Each line of the material must be repeated precisely, with the pictures left out.
(Task input)
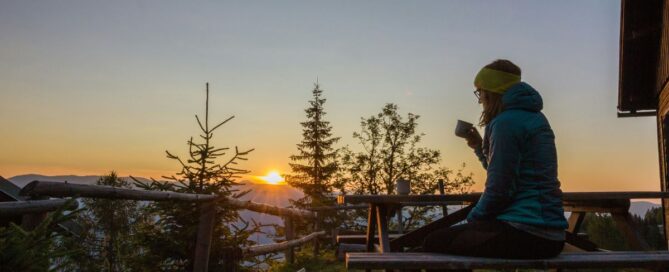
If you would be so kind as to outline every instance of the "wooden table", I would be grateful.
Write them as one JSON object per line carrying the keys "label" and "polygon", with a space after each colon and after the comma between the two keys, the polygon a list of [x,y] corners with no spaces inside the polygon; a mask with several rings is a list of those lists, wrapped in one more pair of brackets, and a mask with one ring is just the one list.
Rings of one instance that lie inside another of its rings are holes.
{"label": "wooden table", "polygon": [[[369,205],[367,216],[366,244],[367,251],[391,252],[402,251],[405,247],[420,246],[432,231],[450,227],[467,218],[481,193],[457,195],[341,195],[337,198],[340,205]],[[587,212],[610,213],[617,228],[626,237],[634,250],[649,250],[648,244],[635,230],[632,216],[629,214],[630,199],[669,198],[669,192],[569,192],[563,194],[565,211],[571,212],[566,242],[586,251],[597,251],[591,241],[577,236]],[[397,206],[447,205],[454,202],[467,206],[437,219],[423,227],[403,234],[392,240],[388,236],[388,211]],[[378,232],[378,248],[373,241],[374,232]]]}

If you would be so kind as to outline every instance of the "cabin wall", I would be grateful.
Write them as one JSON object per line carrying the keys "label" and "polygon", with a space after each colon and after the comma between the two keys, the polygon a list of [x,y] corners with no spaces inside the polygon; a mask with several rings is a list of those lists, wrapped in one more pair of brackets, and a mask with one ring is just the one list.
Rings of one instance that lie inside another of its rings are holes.
{"label": "cabin wall", "polygon": [[[656,90],[659,92],[657,136],[660,158],[660,189],[669,191],[669,0],[664,1],[662,12],[662,34],[657,67]],[[669,245],[669,199],[662,201],[664,209],[664,237]]]}

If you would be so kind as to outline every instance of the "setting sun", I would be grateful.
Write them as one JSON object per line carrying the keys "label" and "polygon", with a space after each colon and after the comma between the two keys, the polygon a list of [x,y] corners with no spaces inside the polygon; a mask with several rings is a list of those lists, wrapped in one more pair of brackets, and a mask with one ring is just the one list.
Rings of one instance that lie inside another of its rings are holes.
{"label": "setting sun", "polygon": [[279,174],[278,171],[270,171],[267,173],[266,176],[260,177],[260,179],[264,180],[268,184],[280,184],[284,181],[284,178]]}

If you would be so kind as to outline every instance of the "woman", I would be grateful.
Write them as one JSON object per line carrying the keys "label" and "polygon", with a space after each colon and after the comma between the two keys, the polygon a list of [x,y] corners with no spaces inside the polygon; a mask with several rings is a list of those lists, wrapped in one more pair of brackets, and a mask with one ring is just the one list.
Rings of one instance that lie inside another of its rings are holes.
{"label": "woman", "polygon": [[522,259],[562,251],[567,221],[555,136],[541,113],[541,96],[520,75],[508,60],[496,60],[476,75],[485,136],[472,128],[467,143],[487,170],[485,190],[467,223],[431,233],[424,251]]}

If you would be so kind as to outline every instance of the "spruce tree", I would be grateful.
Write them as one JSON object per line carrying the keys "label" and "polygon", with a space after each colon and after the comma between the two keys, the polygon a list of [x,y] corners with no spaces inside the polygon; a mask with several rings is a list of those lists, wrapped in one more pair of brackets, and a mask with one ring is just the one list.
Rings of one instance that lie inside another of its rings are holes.
{"label": "spruce tree", "polygon": [[[227,247],[249,245],[248,237],[258,230],[257,225],[245,222],[237,208],[226,203],[226,199],[239,198],[248,191],[239,192],[233,188],[239,185],[237,179],[248,171],[238,168],[239,161],[245,161],[253,149],[240,151],[237,147],[217,148],[213,144],[214,131],[232,120],[234,116],[214,126],[209,123],[209,84],[206,87],[204,122],[195,116],[201,134],[199,141],[191,137],[188,141],[188,157],[182,159],[169,151],[181,170],[172,176],[163,176],[167,181],[153,180],[136,184],[148,190],[174,191],[180,193],[212,194],[219,196],[216,203],[216,219],[209,258],[210,271],[224,270],[224,254]],[[232,151],[232,152],[231,152]],[[227,153],[232,153],[227,155]],[[227,155],[227,156],[226,156]],[[148,254],[144,262],[156,270],[192,271],[199,205],[192,202],[161,201],[149,205],[156,221],[143,230],[144,241],[148,244]]]}
{"label": "spruce tree", "polygon": [[329,196],[333,188],[339,184],[334,180],[337,172],[337,150],[334,144],[339,137],[332,136],[332,126],[325,121],[323,105],[326,99],[322,97],[323,90],[318,83],[312,90],[313,100],[305,109],[307,121],[301,122],[302,141],[297,144],[297,155],[290,156],[292,174],[286,181],[293,187],[304,192],[304,197],[294,201],[299,208],[311,208],[334,204]]}

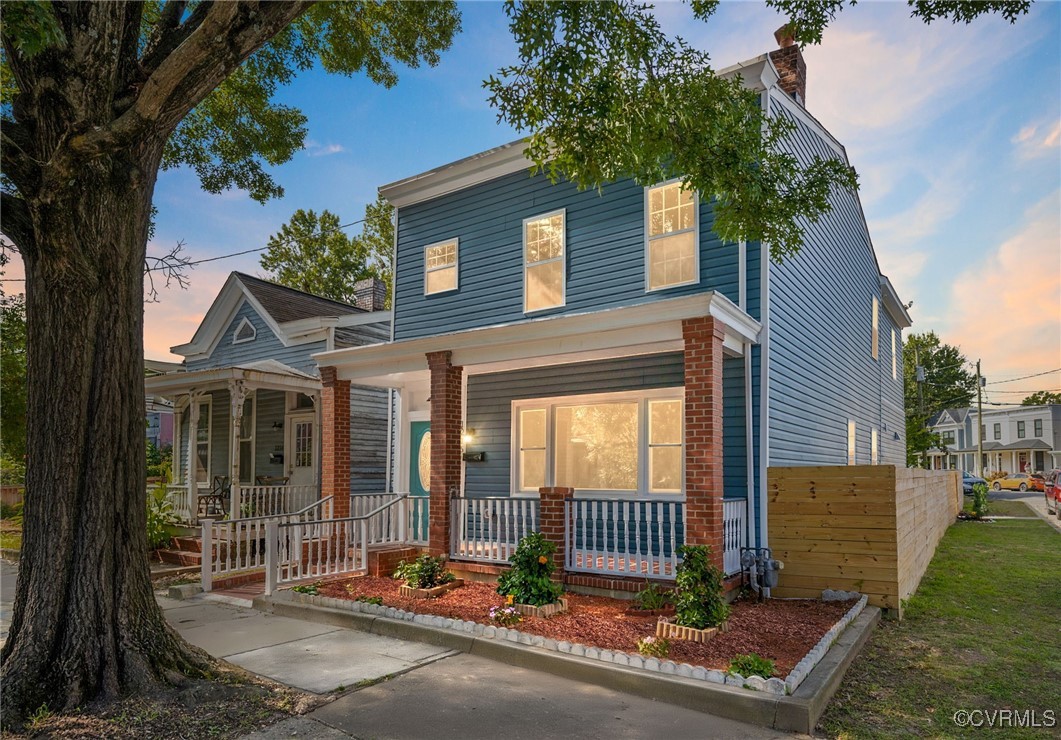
(End Task input)
### Answer to this exercise
If you would be so kind as to outline every instance of the "wooden table", I would be grateful.
Write them as one JSON object per line carrying the keys "label" and "polygon", with a space after each colon and after the comma between the two keys, the polygon a list of [x,y] corners with no spaces inside the polygon; a mask with several rings is a list of those lists, wrapped in one more pair of brackets, and a mask with one ring is just the one list.
Rings of one instance that lie inside another of its rings are holes.
{"label": "wooden table", "polygon": [[[369,205],[367,216],[366,244],[367,251],[391,252],[402,251],[405,247],[420,246],[432,231],[450,227],[467,218],[481,193],[457,195],[341,195],[337,198],[340,205]],[[587,212],[610,213],[617,228],[626,237],[634,250],[649,250],[648,244],[635,230],[632,216],[629,214],[630,199],[669,198],[669,192],[569,192],[563,194],[565,211],[571,212],[566,242],[586,251],[597,251],[591,241],[577,236]],[[397,206],[447,205],[454,202],[467,206],[437,219],[423,227],[403,234],[392,240],[388,236],[388,211]],[[378,232],[378,248],[373,241],[374,232]]]}

If you would be so kind as to outline every instance of the "cabin wall", I would be grateful.
Write them as one JSON object per line carrying the keys "label" and "polygon", with a space after each colon and after the comma between the two keys, the polygon a list of [x,y] corners with no spaces inside the polygon; a mask with several rings is a list of those lists, wrapped in one more pair of brackets, and a mask with one ring is just the one list.
Rings of one instance that lie inside another of its rings are holes.
{"label": "cabin wall", "polygon": [[[656,90],[659,92],[657,136],[660,158],[660,189],[669,191],[669,0],[664,1],[662,12],[662,34],[657,67]],[[669,245],[669,199],[662,201],[664,209],[664,237]]]}

If you would be so kind as to outline every instance of the "setting sun", I would be grateful.
Write them as one JSON object per line carrying the keys "label" and "polygon", with a space after each colon and after the comma between the two keys, the polygon a list of [x,y] corners with no spaces inside the polygon; a mask with several rings is a list of those lists, wrapped in one more pair of brackets, and a mask with one ring is just the one list.
Rings of one instance that lie inside another of its rings are holes.
{"label": "setting sun", "polygon": [[279,174],[278,171],[270,171],[267,173],[266,176],[260,177],[260,179],[264,180],[268,184],[280,184],[284,181],[284,178]]}

If you would be so kind as to outline every instance of the "woman", I would be grateful.
Write them as one JSON object per line carrying the keys "label" and "polygon", with a space after each colon and after the comma between the two keys, the polygon a list of [x,y] corners with no spaces inside the polygon; a mask with several rings is a list of those lists, wrapped in one more pair of brackets, and a mask with one ring is just the one list.
Rings of one instance that lie inside another of its rings are holes.
{"label": "woman", "polygon": [[522,259],[562,251],[567,221],[555,136],[541,113],[541,96],[520,75],[508,60],[496,60],[476,75],[485,136],[472,128],[467,143],[487,170],[485,190],[467,223],[431,233],[424,251]]}

If you would be so kind as to outline every instance of the "spruce tree", I would be grateful.
Write them as one JSON object per line carrying the keys "label" and "polygon", with a space after each colon and after the comma between the two keys, the polygon a list of [x,y] corners with no spaces inside the polygon; a mask with several rings is a list of those lists, wrapped in one more pair of brackets, and a mask with one ring is just the one list.
Rings of one instance that lie inside another of its rings are holes.
{"label": "spruce tree", "polygon": [[[227,247],[249,245],[248,237],[258,230],[257,225],[245,222],[237,208],[226,203],[226,199],[239,198],[248,191],[239,192],[233,188],[239,185],[237,179],[248,171],[238,168],[239,161],[245,161],[253,149],[240,151],[237,147],[217,148],[213,144],[214,131],[232,120],[234,116],[214,126],[209,123],[209,84],[206,87],[204,122],[195,116],[201,134],[199,141],[191,137],[188,141],[188,157],[182,159],[169,151],[181,170],[172,176],[163,176],[167,181],[153,180],[136,184],[148,190],[174,191],[180,193],[212,194],[219,196],[216,203],[216,219],[209,258],[210,271],[224,270],[224,254]],[[232,151],[232,152],[231,152]],[[227,153],[232,153],[227,155]],[[227,155],[227,156],[226,156]],[[148,254],[144,262],[156,270],[192,271],[199,205],[192,202],[161,201],[149,205],[156,221],[143,230],[144,241],[148,244]]]}
{"label": "spruce tree", "polygon": [[329,196],[333,188],[339,184],[334,180],[337,172],[337,150],[334,144],[339,137],[332,136],[332,126],[325,121],[323,105],[326,99],[322,97],[323,90],[318,83],[312,90],[313,100],[305,109],[307,121],[301,122],[302,141],[297,144],[297,155],[290,156],[292,174],[286,181],[293,187],[304,192],[304,197],[294,201],[299,208],[311,208],[334,204]]}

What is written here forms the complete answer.